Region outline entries
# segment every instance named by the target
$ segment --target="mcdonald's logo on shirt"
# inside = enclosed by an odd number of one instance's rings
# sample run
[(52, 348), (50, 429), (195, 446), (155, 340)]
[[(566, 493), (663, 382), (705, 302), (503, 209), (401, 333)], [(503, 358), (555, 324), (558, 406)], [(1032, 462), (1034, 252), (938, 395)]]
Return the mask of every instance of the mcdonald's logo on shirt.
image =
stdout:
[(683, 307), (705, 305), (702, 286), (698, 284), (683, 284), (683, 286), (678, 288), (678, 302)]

Your goal
Please rewrite every line of the records above as a JSON list of strings, with one string per line and no blank lines.

Answer to this exercise
[
  "# segment every instance named by the target",
  "$ segment --target=\"mcdonald's logo on shirt\"",
  "# inside = enclosed by an odd number of one instance's rings",
  "# sample run",
  "[(52, 348), (50, 429), (195, 446), (155, 340)]",
  "[[(566, 493), (663, 382), (705, 302), (503, 209), (401, 333)], [(503, 358), (555, 324), (558, 406)], [(1032, 462), (1034, 252), (938, 395)]]",
  "Return the mask of every instance of the mcdonald's logo on shirt.",
  "image =",
  "stdout:",
  "[(683, 307), (705, 305), (702, 286), (698, 284), (683, 284), (683, 286), (678, 288), (678, 302)]"
]